- **Goal of the exercise**
List each line of the records below that contains the word "yellow", matching case exactly.

- **Data listing**
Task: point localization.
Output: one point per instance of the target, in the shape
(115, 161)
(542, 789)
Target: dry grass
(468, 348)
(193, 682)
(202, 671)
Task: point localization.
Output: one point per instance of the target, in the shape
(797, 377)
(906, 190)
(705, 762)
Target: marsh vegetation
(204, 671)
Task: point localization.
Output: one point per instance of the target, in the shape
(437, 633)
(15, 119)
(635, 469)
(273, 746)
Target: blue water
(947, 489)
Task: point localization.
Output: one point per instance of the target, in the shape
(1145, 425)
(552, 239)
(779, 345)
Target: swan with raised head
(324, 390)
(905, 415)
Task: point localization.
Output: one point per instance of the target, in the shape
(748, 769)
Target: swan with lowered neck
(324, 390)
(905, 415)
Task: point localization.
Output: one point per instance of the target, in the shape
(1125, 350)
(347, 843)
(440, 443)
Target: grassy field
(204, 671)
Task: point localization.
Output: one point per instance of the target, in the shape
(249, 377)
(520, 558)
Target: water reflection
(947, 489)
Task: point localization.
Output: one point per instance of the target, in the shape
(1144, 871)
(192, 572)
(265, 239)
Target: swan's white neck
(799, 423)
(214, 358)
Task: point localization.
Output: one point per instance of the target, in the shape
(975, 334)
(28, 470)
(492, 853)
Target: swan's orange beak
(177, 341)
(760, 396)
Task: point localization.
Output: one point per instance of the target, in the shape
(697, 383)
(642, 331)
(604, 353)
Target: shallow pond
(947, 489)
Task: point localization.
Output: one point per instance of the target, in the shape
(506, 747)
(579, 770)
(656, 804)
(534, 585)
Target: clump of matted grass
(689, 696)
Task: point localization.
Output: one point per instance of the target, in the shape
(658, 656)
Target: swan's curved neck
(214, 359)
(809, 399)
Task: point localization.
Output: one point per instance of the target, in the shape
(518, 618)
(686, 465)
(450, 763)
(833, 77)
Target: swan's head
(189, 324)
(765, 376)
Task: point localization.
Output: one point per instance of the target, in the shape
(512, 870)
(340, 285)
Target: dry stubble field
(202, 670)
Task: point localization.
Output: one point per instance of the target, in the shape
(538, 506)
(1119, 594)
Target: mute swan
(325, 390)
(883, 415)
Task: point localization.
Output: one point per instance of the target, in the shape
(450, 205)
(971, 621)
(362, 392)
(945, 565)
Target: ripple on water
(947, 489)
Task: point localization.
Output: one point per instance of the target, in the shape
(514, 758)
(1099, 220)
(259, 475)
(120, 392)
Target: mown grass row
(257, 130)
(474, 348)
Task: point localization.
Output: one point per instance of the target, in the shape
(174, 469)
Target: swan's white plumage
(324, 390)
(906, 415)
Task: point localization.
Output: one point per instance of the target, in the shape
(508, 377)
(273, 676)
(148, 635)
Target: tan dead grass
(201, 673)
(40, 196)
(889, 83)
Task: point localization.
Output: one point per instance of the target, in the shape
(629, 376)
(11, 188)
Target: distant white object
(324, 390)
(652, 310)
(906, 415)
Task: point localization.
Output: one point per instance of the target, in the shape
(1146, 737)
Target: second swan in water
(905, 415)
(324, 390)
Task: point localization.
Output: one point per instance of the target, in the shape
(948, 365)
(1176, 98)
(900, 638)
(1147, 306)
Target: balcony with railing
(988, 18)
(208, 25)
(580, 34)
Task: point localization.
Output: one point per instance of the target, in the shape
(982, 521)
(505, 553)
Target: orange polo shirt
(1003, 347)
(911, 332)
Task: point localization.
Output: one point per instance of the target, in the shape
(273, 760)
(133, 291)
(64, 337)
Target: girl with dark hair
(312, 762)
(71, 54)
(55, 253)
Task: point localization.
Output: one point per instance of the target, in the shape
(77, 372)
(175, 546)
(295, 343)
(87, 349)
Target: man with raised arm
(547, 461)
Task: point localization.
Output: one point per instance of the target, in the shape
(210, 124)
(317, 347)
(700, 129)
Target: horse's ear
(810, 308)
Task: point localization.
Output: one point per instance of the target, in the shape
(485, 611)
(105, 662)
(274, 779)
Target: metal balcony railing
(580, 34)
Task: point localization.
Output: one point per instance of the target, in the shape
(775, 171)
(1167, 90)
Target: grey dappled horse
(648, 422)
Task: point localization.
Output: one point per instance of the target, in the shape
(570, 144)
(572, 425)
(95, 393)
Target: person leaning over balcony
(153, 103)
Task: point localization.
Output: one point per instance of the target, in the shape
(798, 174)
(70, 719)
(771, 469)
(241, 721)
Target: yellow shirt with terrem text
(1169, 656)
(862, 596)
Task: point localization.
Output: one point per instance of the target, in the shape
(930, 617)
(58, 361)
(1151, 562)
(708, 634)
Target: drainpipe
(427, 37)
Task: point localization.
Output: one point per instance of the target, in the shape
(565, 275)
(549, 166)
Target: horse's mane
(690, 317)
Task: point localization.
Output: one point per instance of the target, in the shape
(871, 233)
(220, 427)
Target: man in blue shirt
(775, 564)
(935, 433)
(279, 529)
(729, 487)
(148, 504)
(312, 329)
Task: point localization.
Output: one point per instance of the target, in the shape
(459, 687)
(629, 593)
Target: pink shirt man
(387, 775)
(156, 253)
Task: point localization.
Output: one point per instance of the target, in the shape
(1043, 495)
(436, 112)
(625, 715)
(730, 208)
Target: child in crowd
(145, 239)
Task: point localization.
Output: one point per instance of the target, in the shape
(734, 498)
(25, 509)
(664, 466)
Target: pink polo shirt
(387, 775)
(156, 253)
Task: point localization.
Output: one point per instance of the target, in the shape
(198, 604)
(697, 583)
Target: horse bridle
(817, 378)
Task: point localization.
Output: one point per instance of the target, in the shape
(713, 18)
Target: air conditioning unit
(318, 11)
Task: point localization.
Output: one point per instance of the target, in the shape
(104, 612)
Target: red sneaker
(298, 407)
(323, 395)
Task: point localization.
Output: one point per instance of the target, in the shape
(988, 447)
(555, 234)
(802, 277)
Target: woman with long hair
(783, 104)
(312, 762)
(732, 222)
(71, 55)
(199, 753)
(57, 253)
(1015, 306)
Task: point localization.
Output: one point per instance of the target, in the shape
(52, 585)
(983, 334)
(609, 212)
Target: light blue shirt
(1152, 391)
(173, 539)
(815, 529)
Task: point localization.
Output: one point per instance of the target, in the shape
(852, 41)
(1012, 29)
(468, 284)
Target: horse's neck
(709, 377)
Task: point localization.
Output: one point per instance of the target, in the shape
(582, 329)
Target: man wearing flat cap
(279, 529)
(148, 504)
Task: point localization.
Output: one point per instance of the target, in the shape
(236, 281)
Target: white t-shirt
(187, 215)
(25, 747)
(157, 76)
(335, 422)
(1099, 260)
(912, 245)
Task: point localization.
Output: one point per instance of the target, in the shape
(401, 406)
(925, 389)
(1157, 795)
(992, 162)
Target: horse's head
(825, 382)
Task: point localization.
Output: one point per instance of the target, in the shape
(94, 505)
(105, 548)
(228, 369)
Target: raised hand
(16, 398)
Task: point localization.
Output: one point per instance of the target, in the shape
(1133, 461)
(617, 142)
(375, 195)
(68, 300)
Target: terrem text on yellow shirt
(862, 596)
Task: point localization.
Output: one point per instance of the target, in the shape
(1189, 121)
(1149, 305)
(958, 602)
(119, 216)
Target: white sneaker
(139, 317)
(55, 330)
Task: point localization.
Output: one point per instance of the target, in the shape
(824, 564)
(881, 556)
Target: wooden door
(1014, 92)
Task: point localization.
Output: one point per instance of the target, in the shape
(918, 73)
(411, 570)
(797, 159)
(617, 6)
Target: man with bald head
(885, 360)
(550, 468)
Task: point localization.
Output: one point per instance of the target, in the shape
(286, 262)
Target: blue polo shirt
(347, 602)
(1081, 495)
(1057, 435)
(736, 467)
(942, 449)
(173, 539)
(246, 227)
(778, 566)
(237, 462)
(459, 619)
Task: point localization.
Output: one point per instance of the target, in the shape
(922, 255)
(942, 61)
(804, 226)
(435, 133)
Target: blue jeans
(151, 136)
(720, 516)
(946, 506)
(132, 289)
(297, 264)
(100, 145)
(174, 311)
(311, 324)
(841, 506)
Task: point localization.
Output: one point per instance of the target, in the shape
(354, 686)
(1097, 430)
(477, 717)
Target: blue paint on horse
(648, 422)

- **Expected output**
Target: yellow shirt with terrem text
Target: terrem text on yellow shirt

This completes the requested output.